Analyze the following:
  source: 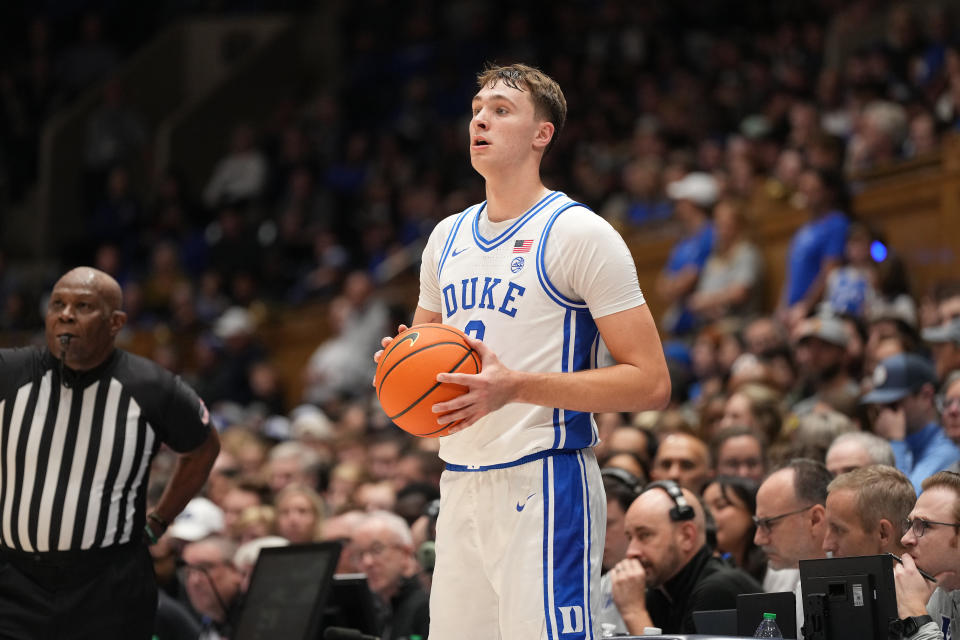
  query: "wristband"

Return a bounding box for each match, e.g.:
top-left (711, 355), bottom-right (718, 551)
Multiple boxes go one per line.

● ● ● ● ●

Print out the whole listing word for word. Leave the pictures out.

Analyze the following:
  source: 
  query: "wristband"

Return a bounding box for each match, e.g.:
top-left (711, 355), bottom-right (718, 551)
Multiple boxes go one per line.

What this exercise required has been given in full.